## Records from a collection

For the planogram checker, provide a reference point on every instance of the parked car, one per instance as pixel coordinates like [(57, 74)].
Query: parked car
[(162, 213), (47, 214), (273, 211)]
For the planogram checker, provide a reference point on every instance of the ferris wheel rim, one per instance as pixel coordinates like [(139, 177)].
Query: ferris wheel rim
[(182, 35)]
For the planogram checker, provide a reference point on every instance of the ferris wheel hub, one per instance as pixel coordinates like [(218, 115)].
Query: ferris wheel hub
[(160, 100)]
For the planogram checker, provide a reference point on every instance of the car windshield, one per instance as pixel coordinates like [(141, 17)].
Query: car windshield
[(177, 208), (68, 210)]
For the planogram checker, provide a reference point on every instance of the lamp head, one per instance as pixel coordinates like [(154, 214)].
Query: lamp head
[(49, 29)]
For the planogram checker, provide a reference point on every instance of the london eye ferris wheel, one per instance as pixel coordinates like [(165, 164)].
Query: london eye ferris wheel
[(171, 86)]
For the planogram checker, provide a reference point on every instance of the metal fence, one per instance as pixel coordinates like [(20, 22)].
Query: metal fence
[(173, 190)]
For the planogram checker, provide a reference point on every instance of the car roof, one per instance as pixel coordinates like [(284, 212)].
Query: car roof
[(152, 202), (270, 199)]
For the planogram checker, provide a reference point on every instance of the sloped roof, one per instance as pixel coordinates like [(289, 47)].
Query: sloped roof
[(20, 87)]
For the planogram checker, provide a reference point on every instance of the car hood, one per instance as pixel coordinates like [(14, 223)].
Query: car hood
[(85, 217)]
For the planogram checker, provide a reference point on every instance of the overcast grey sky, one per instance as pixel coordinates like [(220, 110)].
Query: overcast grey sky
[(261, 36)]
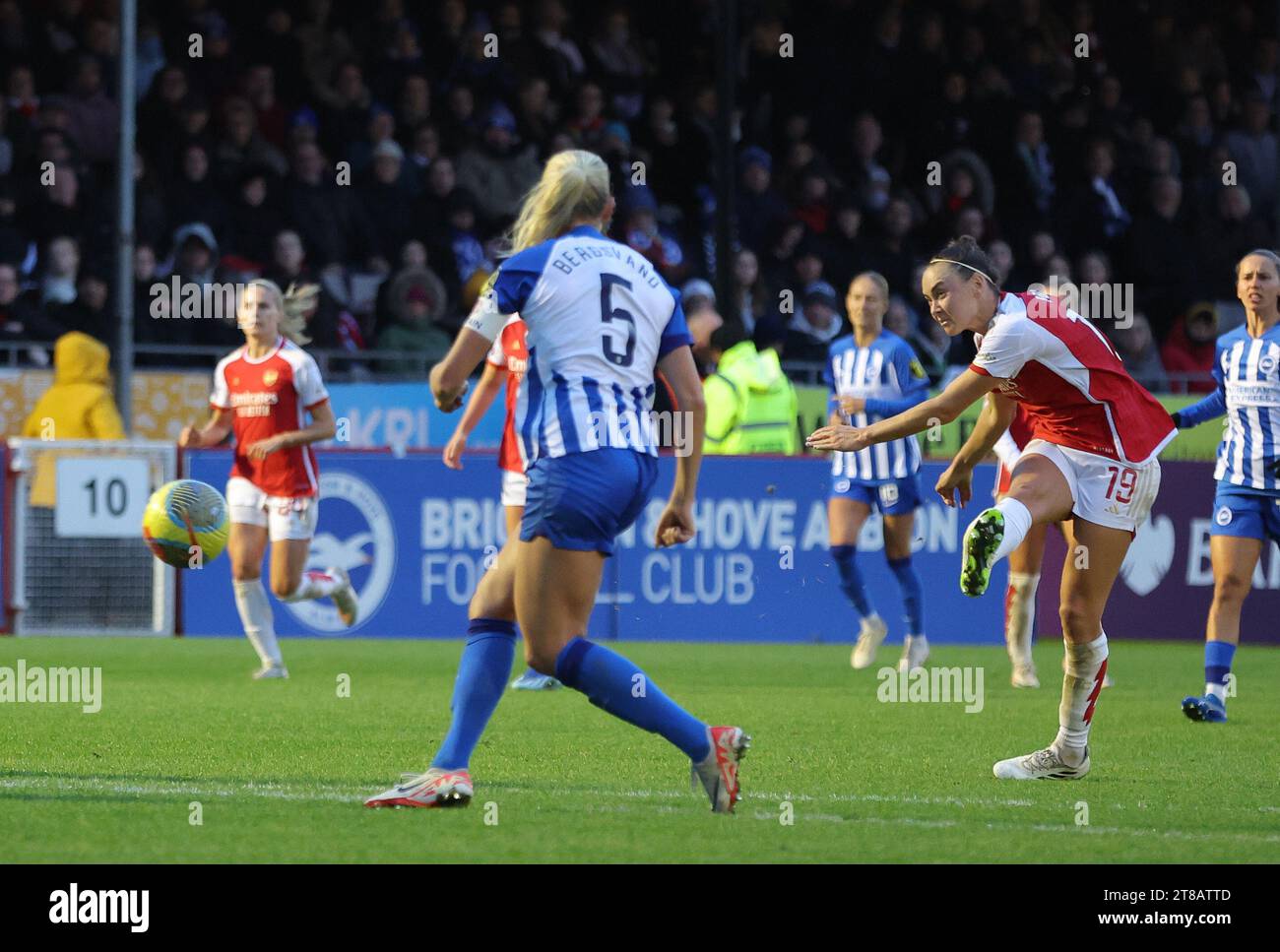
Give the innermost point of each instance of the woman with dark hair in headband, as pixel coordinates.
(1092, 461)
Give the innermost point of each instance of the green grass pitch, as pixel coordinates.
(280, 769)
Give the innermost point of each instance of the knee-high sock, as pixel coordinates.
(314, 585)
(852, 580)
(255, 611)
(1020, 615)
(1082, 683)
(1217, 666)
(1018, 522)
(481, 678)
(909, 581)
(613, 683)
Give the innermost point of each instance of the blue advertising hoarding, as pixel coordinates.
(402, 414)
(415, 538)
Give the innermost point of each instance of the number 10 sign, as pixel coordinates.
(102, 496)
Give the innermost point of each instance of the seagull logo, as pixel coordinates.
(1150, 555)
(362, 544)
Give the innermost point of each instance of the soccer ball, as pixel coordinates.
(182, 515)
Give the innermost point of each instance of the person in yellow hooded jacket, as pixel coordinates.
(78, 406)
(750, 405)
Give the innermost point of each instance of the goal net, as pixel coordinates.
(75, 560)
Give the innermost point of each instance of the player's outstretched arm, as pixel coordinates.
(448, 378)
(676, 524)
(210, 434)
(323, 426)
(491, 381)
(959, 394)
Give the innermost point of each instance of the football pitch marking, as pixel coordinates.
(351, 794)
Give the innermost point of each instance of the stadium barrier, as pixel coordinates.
(415, 538)
(1166, 583)
(75, 562)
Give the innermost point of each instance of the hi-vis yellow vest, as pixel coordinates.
(750, 405)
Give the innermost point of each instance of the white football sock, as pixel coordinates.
(314, 585)
(256, 617)
(1018, 522)
(1082, 683)
(1020, 615)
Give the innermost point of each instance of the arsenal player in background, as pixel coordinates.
(264, 393)
(504, 366)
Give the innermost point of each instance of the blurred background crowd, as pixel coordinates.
(380, 149)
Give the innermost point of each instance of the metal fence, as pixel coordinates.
(75, 584)
(351, 366)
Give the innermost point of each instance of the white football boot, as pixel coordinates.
(869, 637)
(718, 772)
(430, 790)
(916, 653)
(1024, 675)
(1044, 764)
(345, 597)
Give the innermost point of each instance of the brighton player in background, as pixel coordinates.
(1092, 461)
(1247, 503)
(263, 392)
(600, 323)
(503, 367)
(873, 374)
(1024, 562)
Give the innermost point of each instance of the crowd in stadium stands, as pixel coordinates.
(1100, 167)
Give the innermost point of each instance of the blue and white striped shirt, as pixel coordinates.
(600, 317)
(888, 376)
(1248, 391)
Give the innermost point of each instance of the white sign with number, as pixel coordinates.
(100, 498)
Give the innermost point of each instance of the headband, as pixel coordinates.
(952, 261)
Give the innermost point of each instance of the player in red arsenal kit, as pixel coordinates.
(263, 393)
(1091, 461)
(504, 366)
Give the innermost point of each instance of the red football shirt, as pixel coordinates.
(1070, 381)
(510, 352)
(269, 396)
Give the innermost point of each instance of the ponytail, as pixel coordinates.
(574, 186)
(294, 303)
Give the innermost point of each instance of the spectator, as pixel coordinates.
(243, 146)
(1227, 237)
(814, 325)
(78, 406)
(387, 200)
(196, 196)
(1188, 353)
(1097, 209)
(1253, 149)
(332, 222)
(416, 301)
(498, 170)
(255, 219)
(21, 315)
(1139, 352)
(95, 118)
(1160, 234)
(62, 266)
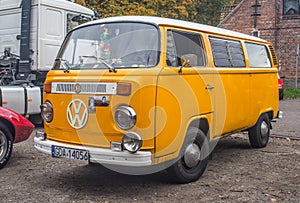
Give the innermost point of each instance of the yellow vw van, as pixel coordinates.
(143, 94)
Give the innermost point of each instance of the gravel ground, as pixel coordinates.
(236, 173)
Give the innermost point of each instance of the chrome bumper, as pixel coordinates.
(100, 155)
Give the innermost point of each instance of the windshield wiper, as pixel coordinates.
(102, 60)
(64, 63)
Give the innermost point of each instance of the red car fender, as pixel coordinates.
(22, 127)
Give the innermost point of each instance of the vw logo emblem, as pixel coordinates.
(77, 88)
(77, 114)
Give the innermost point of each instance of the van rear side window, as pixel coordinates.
(258, 55)
(227, 53)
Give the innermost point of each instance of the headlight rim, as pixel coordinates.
(137, 137)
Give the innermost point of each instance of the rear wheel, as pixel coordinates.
(193, 158)
(259, 134)
(6, 145)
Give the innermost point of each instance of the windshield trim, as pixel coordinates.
(63, 46)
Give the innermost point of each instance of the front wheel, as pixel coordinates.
(193, 158)
(6, 145)
(259, 134)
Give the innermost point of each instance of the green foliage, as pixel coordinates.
(291, 93)
(201, 11)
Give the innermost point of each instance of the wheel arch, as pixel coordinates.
(200, 123)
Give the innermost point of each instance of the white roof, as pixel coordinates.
(177, 23)
(61, 4)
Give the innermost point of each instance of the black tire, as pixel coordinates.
(6, 145)
(183, 172)
(260, 132)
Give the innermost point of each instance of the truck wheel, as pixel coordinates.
(193, 158)
(6, 145)
(259, 134)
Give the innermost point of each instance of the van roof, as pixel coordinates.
(62, 4)
(177, 23)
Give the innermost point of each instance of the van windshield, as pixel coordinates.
(111, 45)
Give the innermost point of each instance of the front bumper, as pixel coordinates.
(100, 155)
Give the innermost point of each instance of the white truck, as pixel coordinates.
(31, 32)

## Task prompt
Reproduce the listing above word for word, starting at the line that contains "Give the innermost point of each instance of the soccer" and ending at the line that contains "(1100, 167)", with both of those lines included.

## Complete output
Give the innermost point of each instance of the soccer ball, as pixel coordinates.
(182, 515)
Give the innermost point of each instance of the person in yellow hooded jacket, as pixel coordinates.
(78, 406)
(750, 405)
Give the innermost point of each instance of the goal net, as pixel coordinates.
(75, 560)
Give the innermost point of each instance of the player's outstretched arm, as pixel coordinates.
(448, 378)
(676, 524)
(210, 434)
(323, 426)
(491, 381)
(959, 394)
Give the innermost point of each instance of the football pitch marking, as pixel coordinates.
(351, 794)
Give the innermost point of each instance of the stadium barrier, as pixel coordinates.
(415, 538)
(1166, 583)
(75, 562)
Give the innermost point of each instance of the hi-vis yellow vest, as pixel coordinates.
(750, 405)
Give the innermost point of each instance of the white football sock, as pixel coordinates.
(314, 585)
(256, 617)
(1018, 522)
(1082, 683)
(1020, 615)
Give the innermost point of each instance of the arsenal player in background, as pixel coordinates.
(264, 393)
(504, 366)
Give the innermost point of each instance of the blurred background crowd, as pixel coordinates.
(380, 149)
Give the innermost point of each instance of the metal fence, as pixel coordinates.
(75, 584)
(351, 366)
Give the innermost point of each instance of the white football boot, as pixel coordinates.
(869, 637)
(718, 772)
(430, 790)
(916, 653)
(1024, 675)
(1044, 764)
(345, 597)
Give the innermost point of each instance of the brighton player in background, as pixel coordinates.
(1092, 461)
(1247, 503)
(263, 392)
(600, 323)
(503, 367)
(873, 374)
(1024, 562)
Give the innermost point of each instance of the crowd in stadium stands, as pixel coordinates.
(1100, 167)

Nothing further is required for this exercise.